The problem
Provide a character-exact reproduction of the lines from the line with "Where can you see the stone wall" to the end of the entries.

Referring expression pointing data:

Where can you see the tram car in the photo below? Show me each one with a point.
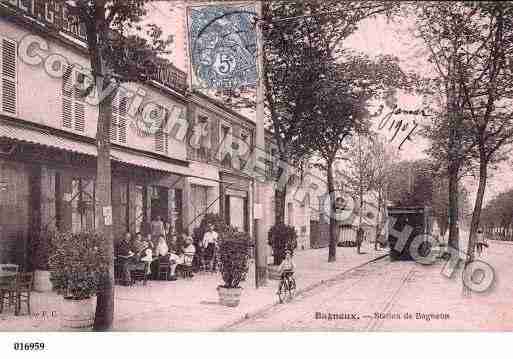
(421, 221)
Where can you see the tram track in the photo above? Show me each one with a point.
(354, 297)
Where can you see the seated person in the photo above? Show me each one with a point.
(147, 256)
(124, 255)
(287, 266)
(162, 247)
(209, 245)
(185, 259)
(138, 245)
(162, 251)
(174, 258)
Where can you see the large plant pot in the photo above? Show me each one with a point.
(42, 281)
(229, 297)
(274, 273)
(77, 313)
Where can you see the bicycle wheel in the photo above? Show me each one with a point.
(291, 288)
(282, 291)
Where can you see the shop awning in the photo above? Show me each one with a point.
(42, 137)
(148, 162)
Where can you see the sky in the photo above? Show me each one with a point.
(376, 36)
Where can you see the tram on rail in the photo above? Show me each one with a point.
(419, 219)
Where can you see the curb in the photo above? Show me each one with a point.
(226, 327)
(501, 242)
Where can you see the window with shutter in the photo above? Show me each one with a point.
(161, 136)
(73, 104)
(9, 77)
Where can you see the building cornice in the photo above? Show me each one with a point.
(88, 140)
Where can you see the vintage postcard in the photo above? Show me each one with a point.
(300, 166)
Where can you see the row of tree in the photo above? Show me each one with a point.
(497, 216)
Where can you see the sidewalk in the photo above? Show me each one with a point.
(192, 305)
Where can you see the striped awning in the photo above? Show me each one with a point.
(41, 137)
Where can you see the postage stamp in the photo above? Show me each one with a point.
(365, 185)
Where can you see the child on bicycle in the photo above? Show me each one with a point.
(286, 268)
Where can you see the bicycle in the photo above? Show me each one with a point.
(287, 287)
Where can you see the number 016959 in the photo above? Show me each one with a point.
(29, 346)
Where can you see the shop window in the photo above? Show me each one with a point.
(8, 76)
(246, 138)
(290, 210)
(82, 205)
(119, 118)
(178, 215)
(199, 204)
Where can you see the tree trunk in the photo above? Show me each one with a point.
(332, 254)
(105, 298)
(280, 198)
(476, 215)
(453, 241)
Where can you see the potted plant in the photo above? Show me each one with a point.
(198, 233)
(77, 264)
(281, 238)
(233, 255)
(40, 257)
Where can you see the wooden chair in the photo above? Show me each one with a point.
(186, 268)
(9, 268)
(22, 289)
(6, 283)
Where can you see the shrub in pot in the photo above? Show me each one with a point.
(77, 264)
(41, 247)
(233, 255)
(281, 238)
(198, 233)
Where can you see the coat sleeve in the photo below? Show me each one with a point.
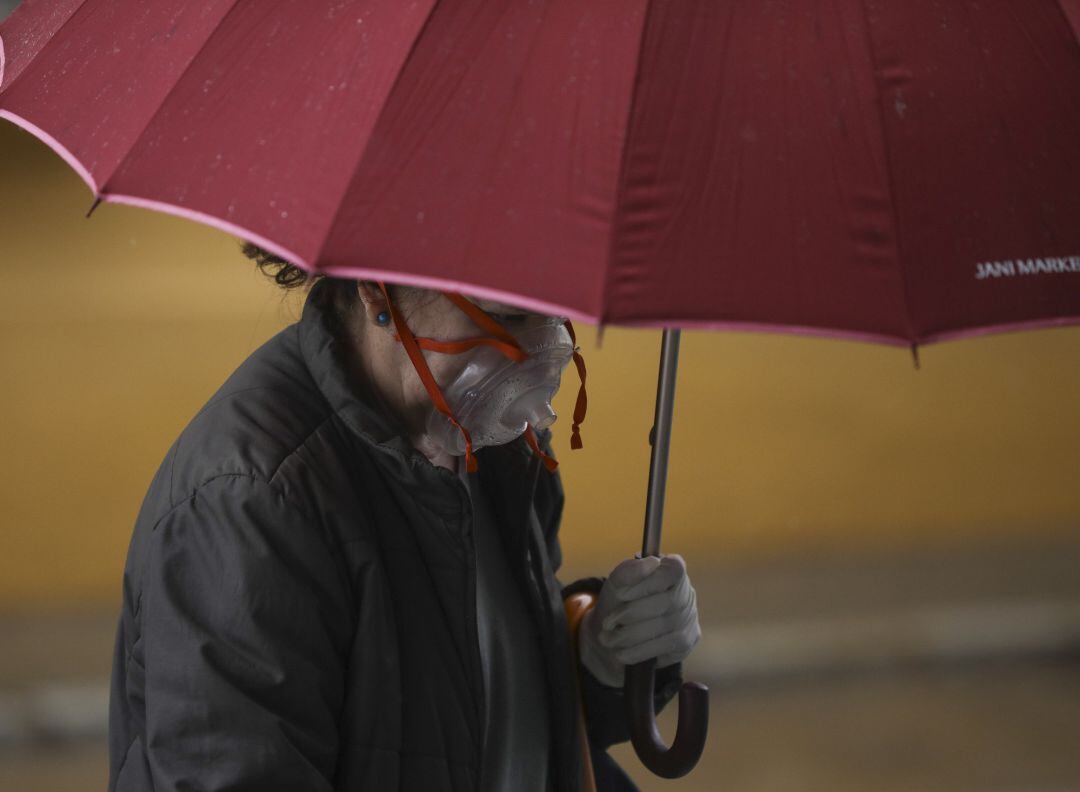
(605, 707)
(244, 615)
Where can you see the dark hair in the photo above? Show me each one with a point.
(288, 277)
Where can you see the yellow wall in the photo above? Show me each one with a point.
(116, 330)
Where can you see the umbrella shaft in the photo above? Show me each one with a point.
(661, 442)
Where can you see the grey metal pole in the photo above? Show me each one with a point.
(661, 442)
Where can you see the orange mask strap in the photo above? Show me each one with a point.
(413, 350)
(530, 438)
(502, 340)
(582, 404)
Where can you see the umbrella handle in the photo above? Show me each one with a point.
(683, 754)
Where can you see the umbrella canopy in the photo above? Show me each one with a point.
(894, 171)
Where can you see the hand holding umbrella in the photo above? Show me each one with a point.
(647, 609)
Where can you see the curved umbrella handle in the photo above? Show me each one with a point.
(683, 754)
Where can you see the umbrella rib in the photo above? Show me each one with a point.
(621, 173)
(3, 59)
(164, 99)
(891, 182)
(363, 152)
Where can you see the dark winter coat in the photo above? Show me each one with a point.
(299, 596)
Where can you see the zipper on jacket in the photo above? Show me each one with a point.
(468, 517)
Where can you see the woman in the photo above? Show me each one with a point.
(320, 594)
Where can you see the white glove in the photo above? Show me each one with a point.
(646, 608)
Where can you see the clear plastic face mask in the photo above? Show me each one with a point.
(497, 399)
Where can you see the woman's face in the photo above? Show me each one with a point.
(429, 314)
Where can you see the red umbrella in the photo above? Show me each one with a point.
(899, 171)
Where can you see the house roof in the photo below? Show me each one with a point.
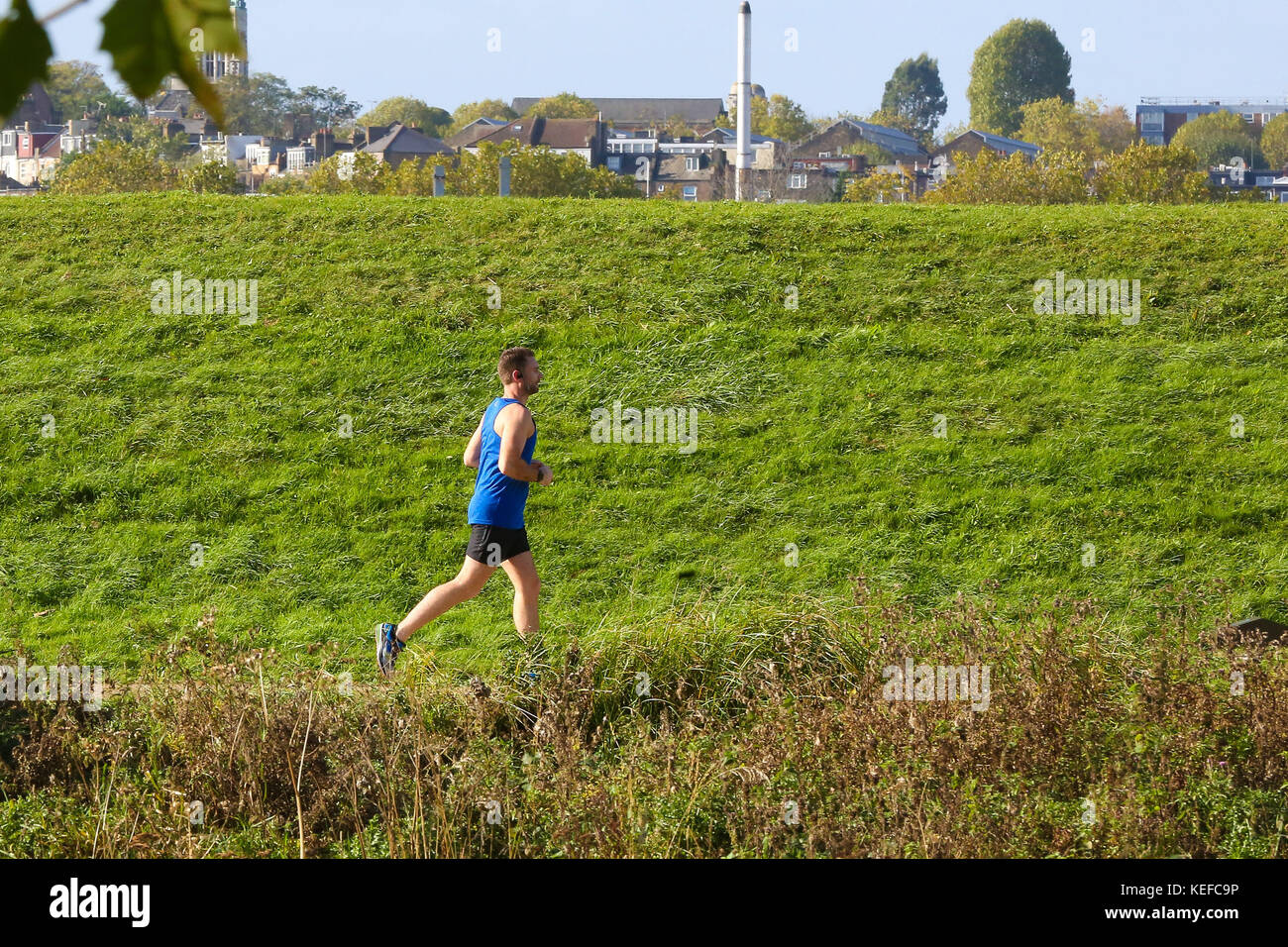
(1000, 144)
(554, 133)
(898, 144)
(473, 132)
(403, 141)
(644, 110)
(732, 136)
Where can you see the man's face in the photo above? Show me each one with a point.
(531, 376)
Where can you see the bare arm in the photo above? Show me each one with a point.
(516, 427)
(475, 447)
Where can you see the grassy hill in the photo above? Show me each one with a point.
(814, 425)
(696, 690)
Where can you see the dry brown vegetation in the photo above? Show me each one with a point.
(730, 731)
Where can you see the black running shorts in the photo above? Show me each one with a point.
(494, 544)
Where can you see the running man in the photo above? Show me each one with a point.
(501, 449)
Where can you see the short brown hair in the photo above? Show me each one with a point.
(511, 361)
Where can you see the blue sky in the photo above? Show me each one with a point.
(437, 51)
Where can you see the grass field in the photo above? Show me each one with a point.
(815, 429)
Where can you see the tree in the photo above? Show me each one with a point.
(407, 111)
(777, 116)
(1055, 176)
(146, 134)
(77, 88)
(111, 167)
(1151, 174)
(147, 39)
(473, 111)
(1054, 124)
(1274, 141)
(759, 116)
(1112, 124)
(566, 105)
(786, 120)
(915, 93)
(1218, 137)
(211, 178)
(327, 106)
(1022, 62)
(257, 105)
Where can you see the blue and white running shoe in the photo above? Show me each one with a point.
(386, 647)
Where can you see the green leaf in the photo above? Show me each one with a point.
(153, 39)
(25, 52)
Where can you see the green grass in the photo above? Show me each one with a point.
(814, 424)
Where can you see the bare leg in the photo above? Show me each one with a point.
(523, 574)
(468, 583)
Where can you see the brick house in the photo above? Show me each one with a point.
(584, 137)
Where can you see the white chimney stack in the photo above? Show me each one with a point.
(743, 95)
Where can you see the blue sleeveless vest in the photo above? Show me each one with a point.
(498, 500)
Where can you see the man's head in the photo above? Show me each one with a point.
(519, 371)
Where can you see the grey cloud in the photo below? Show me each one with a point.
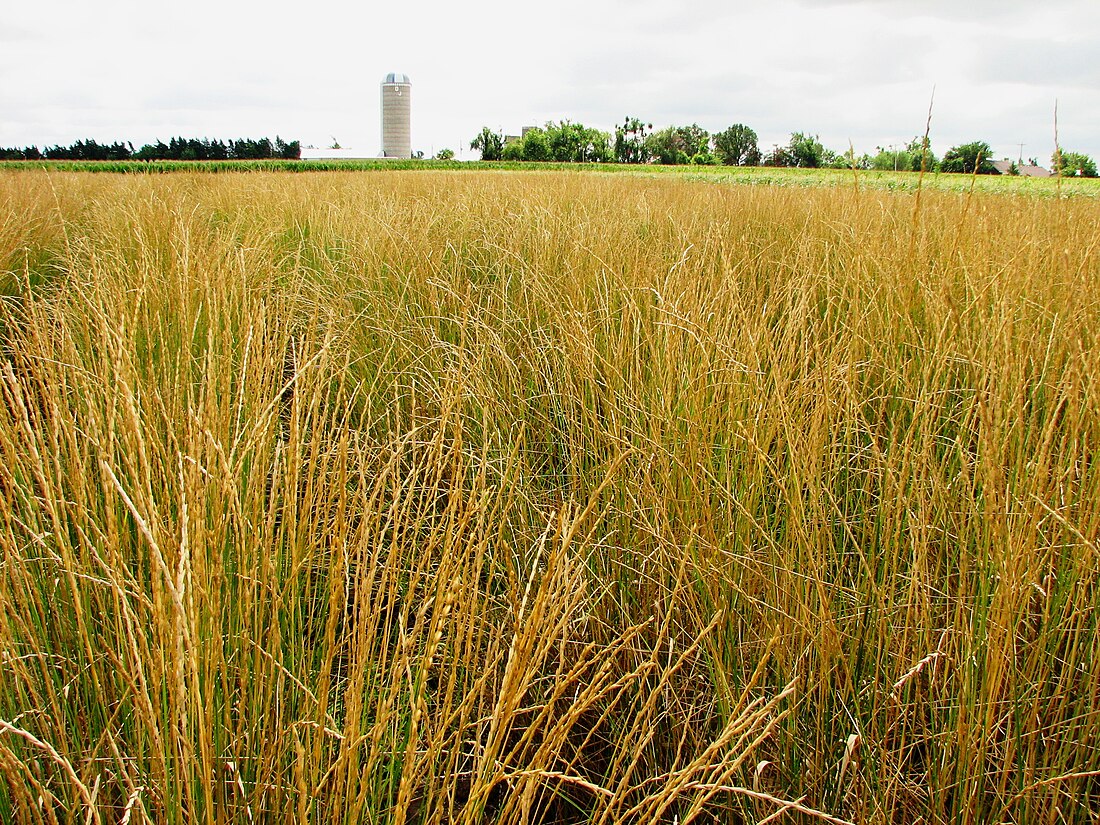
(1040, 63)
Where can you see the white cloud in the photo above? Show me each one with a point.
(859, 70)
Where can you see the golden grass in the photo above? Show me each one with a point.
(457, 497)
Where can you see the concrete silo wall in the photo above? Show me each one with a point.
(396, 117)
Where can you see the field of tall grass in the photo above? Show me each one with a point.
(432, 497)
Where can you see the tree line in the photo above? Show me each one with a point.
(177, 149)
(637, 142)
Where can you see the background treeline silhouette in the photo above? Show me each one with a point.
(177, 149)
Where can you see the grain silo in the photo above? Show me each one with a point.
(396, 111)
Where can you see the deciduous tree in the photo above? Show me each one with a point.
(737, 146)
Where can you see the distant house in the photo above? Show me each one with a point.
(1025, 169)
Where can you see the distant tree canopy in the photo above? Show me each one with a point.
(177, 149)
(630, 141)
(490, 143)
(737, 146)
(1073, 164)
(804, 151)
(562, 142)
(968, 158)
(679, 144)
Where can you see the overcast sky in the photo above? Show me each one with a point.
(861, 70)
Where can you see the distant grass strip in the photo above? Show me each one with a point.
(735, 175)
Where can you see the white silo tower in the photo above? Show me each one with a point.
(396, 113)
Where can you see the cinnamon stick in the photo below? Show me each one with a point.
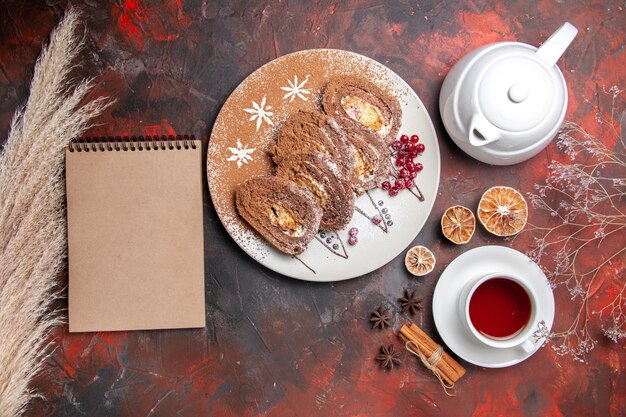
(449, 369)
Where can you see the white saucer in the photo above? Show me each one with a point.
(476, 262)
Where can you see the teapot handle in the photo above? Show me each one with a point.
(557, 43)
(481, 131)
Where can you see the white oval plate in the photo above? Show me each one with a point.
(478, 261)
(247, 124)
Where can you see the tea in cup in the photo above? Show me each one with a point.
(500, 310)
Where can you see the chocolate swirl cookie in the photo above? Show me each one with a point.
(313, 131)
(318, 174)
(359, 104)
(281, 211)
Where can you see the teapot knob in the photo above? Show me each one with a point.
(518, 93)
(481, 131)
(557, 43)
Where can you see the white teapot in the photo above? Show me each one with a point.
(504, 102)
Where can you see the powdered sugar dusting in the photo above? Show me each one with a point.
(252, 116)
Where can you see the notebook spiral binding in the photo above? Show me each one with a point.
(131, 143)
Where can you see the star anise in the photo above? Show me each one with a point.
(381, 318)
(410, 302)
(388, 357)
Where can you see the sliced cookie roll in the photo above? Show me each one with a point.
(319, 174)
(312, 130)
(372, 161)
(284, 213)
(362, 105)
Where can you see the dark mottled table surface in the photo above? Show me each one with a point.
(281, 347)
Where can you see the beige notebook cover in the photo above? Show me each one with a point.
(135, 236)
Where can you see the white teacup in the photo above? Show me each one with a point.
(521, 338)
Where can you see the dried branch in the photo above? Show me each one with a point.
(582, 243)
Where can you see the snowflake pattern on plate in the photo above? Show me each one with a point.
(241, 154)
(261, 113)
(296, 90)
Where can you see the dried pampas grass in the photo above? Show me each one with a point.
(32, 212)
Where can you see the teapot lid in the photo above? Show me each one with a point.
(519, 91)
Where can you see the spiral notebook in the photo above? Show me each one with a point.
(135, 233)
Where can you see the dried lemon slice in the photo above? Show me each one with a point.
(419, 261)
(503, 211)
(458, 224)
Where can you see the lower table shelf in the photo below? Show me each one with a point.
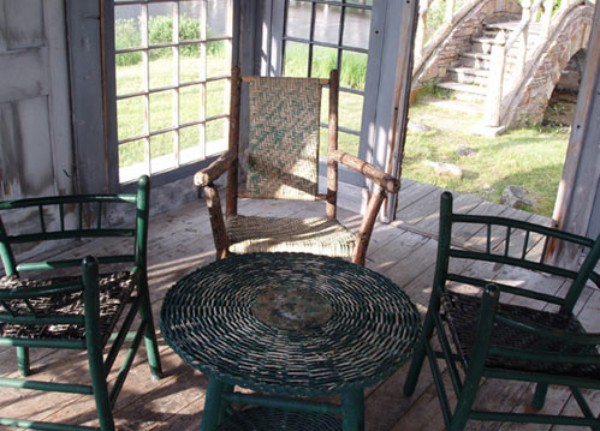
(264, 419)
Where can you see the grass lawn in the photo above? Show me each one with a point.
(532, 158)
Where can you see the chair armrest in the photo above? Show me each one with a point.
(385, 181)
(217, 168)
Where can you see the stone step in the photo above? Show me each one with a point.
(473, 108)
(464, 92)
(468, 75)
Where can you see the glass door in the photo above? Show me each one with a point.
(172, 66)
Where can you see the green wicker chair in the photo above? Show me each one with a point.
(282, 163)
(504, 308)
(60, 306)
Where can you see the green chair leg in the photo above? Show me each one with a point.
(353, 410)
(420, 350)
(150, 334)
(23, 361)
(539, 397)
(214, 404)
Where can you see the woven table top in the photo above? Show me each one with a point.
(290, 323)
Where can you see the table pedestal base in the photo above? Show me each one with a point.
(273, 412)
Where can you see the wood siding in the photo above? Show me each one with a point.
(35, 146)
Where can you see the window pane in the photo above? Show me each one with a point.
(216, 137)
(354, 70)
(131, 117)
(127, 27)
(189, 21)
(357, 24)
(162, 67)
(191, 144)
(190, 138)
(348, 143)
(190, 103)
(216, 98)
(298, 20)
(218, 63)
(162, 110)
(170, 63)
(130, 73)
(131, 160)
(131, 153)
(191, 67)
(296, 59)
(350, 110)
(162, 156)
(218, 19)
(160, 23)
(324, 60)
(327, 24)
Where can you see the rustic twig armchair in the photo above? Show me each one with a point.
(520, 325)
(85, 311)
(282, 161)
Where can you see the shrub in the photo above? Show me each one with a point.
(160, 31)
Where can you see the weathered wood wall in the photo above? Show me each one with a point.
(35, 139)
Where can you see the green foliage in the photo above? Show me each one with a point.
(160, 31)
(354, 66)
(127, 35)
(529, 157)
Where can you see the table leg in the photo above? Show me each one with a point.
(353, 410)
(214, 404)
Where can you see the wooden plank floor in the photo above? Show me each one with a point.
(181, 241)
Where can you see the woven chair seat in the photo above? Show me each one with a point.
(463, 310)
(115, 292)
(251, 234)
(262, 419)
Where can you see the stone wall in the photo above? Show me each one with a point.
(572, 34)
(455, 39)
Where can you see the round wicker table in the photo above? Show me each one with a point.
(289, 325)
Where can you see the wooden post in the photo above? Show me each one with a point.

Result below
Where can you see the stone wall in the photo above? Show me each one with a point.
(572, 34)
(455, 39)
Where can you see the round wicker table in the photo above? Show me each one with a point.
(289, 325)
Where can you see the wooden post in the photo above? Show me each one with a point.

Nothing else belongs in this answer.